**Short exercise a**
Rewrite the stretch of records from the line containing "Exercise. Find the green package" through the line containing "pixel 132 240", with "green package" changed to "green box" and everything else left unchanged.

# Source extract start

The one sided reset button with Russia
Peters has nailed the strategic significance of the retreat. It is something Obama blithely throws away and it will come back to haunt him. He seems to think it is smart to disrepect our weaker allies and prop up their enemies. That is a recipe for disaster and it is also dishonorable. It is the opposite of "smart" diplomacy.STILL determined to "push the reset button with Russia," President Obama hit the delete key on our allies in Eastern Europe.
Obama's decision to abandon missile defense as we know it, cutting the throats of Poland and the Czech Republic, handed Moscow's hard-liners their biggest win since the collapse of the Soviet Union.
Russian strongman Vladimir Putin insisted all along that we'd never be permitted to deploy an anti-ballistic missile system in the former Soviet empire. He was right.
And Obama got nothing in return. No Russian commitments on Iran's nuclear program. No sovereignty guarantees for Georgia. No restrictions on arms sales to Venezuela. Not even a bearhug.
Yesterday, when Defense Secretary Robert Gates explained the rationale for ending our plan to deploy a high-tech radar system and anti-missile interceptors to Eastern Europe, every military argument he advanced was absolutely correct. But, in strategic terms, the decision's a disaster.

# Source extract end

**Short exercise b**
Repeat the whole piece on Obama's reset with Russia word for word.

# Extracted records start

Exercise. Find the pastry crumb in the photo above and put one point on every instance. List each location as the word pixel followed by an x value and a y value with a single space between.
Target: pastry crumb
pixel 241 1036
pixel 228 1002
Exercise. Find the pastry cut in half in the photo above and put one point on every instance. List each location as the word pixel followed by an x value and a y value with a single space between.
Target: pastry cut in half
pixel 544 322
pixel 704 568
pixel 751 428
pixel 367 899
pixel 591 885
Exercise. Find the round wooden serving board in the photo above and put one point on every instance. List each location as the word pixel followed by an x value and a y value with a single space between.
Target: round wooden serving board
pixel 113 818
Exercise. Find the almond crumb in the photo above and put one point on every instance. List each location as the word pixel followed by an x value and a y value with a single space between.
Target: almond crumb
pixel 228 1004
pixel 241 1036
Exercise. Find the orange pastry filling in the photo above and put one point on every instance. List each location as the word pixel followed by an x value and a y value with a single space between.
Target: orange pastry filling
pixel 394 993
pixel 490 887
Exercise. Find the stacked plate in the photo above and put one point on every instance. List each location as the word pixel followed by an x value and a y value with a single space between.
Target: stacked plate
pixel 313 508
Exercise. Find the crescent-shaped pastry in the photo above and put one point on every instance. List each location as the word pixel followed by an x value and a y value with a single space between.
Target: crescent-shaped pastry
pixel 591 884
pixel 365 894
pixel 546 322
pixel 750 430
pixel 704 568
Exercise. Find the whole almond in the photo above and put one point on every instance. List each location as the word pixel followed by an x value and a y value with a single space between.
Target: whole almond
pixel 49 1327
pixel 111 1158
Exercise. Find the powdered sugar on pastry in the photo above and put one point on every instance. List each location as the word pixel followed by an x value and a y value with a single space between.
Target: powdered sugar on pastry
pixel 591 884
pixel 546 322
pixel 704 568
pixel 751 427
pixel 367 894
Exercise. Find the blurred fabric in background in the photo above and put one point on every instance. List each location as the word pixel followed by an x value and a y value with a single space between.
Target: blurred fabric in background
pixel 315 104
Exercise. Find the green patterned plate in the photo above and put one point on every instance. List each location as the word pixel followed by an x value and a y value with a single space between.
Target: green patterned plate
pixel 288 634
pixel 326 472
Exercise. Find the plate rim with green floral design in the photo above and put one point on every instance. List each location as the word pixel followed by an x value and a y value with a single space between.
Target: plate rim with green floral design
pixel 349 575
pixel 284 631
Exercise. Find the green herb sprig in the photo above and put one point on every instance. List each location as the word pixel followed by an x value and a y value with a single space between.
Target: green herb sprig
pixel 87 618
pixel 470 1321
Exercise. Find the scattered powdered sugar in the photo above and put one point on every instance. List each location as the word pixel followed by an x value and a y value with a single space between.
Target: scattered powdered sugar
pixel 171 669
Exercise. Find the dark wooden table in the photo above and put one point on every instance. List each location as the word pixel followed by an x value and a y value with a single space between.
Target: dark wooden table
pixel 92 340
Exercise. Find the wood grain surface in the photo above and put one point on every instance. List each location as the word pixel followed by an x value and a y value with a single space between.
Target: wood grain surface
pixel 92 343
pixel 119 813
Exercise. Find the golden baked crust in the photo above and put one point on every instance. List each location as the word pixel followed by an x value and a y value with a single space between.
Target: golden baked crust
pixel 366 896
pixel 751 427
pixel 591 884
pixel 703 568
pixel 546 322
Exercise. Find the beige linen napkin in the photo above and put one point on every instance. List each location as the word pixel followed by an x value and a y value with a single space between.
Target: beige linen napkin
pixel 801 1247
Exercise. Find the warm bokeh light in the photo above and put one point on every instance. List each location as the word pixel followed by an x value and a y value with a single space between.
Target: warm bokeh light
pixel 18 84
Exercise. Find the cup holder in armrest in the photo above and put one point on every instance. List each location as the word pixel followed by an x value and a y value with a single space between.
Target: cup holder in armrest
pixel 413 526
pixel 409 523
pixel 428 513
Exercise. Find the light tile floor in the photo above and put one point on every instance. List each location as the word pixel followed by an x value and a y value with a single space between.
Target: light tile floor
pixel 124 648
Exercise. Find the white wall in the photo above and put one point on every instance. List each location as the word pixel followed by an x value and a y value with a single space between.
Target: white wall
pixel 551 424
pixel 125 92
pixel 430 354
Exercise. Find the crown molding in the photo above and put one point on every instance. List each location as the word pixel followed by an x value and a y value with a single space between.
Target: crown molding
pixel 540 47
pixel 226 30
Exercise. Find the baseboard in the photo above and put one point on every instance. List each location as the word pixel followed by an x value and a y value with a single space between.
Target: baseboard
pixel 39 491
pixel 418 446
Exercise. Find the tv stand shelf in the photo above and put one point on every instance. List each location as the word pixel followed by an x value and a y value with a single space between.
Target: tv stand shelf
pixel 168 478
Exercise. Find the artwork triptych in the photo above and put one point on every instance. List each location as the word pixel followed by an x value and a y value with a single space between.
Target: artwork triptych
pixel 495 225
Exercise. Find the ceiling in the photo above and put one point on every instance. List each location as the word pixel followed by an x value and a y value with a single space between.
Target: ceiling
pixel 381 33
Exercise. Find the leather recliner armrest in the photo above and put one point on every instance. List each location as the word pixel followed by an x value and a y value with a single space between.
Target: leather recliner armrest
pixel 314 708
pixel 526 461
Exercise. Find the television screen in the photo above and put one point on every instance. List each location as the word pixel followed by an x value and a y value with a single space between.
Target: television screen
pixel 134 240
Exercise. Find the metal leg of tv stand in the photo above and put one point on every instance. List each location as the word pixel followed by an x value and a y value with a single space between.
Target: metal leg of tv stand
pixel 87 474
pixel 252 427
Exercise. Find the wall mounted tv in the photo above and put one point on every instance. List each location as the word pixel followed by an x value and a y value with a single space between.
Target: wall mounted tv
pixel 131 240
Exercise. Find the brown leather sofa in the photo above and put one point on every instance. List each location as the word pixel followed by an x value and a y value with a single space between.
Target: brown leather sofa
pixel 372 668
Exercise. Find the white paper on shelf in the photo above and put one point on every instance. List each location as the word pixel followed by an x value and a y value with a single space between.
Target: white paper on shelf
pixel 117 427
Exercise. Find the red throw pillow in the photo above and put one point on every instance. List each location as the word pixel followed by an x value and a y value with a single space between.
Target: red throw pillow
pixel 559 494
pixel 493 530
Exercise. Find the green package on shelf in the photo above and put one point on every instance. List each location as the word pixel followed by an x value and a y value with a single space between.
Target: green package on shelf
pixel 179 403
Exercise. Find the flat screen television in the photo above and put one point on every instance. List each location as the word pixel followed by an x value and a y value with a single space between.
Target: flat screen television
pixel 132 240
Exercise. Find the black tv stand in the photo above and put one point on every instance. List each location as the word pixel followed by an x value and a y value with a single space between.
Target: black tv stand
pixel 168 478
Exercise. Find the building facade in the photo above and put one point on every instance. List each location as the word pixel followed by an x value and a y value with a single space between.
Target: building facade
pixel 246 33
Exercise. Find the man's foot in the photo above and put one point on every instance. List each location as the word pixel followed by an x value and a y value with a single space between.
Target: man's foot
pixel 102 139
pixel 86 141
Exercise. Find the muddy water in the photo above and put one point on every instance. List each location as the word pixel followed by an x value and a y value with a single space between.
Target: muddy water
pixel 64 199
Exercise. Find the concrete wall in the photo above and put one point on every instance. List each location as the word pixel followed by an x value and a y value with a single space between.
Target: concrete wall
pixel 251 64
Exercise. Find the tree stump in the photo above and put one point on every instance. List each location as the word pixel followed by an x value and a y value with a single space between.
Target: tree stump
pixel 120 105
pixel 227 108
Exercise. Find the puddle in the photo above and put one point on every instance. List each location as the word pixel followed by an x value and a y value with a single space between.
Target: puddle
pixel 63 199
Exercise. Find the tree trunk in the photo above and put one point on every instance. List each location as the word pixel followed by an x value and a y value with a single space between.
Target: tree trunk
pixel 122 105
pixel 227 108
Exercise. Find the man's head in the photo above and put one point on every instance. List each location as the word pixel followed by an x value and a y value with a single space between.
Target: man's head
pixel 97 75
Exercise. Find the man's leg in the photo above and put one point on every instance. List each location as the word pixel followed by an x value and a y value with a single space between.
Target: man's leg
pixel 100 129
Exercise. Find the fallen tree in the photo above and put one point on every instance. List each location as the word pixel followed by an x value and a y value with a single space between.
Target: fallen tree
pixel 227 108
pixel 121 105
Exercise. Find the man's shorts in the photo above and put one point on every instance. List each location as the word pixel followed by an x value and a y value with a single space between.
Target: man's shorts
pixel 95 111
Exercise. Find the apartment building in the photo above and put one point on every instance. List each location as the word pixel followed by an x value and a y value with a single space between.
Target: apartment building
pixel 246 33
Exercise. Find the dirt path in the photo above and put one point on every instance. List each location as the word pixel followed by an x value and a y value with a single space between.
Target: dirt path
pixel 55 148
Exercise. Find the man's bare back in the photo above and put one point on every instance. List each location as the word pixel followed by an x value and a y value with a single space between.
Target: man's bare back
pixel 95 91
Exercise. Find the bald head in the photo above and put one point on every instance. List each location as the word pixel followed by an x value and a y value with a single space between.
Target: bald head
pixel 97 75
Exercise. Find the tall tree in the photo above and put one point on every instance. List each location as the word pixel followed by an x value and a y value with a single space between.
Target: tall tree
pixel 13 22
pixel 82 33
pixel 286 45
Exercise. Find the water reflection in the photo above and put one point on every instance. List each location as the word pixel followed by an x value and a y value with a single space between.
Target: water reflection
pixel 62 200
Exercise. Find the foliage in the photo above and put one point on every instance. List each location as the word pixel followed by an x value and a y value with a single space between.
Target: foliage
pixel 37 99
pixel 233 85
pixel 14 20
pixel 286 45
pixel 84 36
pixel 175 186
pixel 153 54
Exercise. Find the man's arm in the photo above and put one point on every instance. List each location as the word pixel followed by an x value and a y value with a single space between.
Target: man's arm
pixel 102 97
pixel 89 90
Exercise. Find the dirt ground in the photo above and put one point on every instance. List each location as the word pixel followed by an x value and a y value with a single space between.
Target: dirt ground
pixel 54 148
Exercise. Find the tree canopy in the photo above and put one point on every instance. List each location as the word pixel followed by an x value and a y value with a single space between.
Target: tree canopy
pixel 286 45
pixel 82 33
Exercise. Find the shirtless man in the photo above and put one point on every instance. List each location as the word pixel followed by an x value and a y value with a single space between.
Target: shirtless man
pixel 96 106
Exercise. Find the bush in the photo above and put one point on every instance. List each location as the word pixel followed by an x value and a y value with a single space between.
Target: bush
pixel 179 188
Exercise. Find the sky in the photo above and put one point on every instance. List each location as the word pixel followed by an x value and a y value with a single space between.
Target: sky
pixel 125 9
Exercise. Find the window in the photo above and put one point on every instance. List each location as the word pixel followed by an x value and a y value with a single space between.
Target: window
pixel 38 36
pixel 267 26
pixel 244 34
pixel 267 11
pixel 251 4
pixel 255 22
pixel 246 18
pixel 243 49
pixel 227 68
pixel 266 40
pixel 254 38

# Extracted records end

**Exercise solution a**
Exercise. Find the green box on shelf in the photo above and put one point on every instance. List each location as the word pixel followed by an x value and a y value with a single space between.
Target: green box on shelf
pixel 179 403
Exercise. Find the flat screen television in the photo above and put one point on every instance. List each location as the word pixel followed by an x value and a y value with a single space between.
Target: flat screen television
pixel 132 240

**Exercise solution b**
The one sided reset button with Russia
Peters has nailed the strategic significance of the retreat. It is something Obama blithely throws away and it will come back to haunt him. He seems to think it is smart to disrepect our weaker allies and prop up their enemies. That is a recipe for disaster and it is also dishonorable. It is the opposite of "smart" diplomacy.STILL determined to "push the reset button with Russia," President Obama hit the delete key on our allies in Eastern Europe.
Obama's decision to abandon missile defense as we know it, cutting the throats of Poland and the Czech Republic, handed Moscow's hard-liners their biggest win since the collapse of the Soviet Union.
Russian strongman Vladimir Putin insisted all along that we'd never be permitted to deploy an anti-ballistic missile system in the former Soviet empire. He was right.
And Obama got nothing in return. No Russian commitments on Iran's nuclear program. No sovereignty guarantees for Georgia. No restrictions on arms sales to Venezuela. Not even a bearhug.
Yesterday, when Defense Secretary Robert Gates explained the rationale for ending our plan to deploy a high-tech radar system and anti-missile interceptors to Eastern Europe, every military argument he advanced was absolutely correct. But, in strategic terms, the decision's a disaster.